→ **Records supplied**:
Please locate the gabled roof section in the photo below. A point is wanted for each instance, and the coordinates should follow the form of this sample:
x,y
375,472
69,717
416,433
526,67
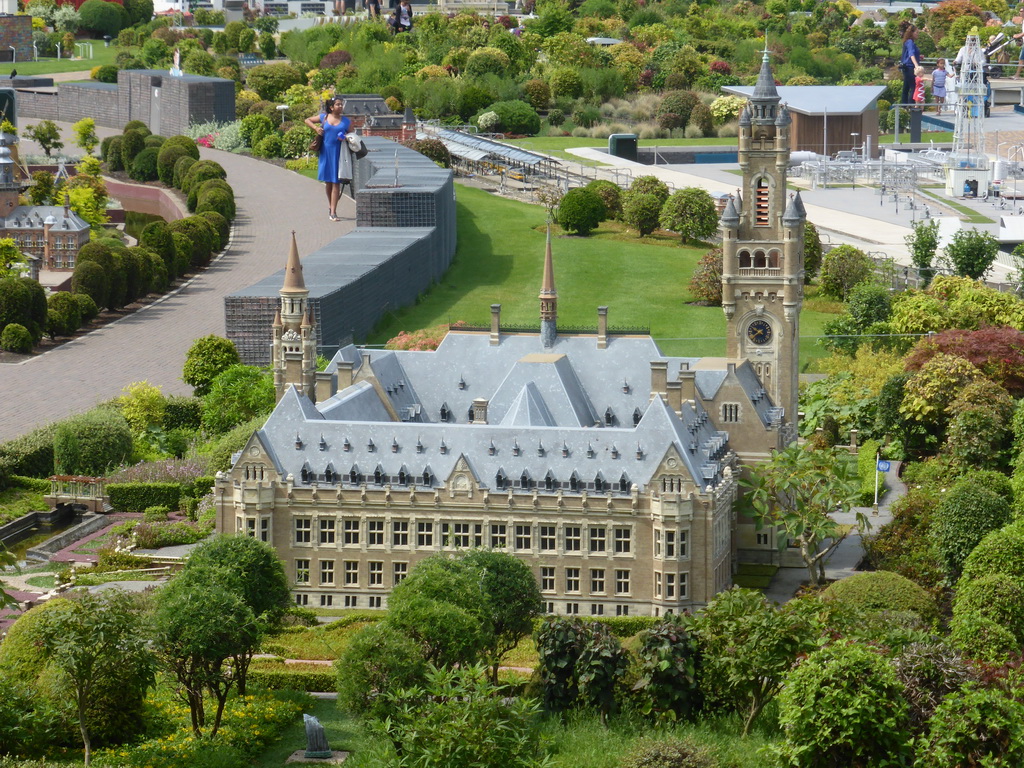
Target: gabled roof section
x,y
528,410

→ **What this task involves**: Reproduce the records above line for line with no changes, but leave out the pictures.

→ **Task result**:
Please locate the gabled roof section in the photo below. A point is wanted for each instance, and the coordinates should follow the form of this sample:
x,y
375,472
69,717
416,433
526,67
Target: gabled roof section
x,y
528,410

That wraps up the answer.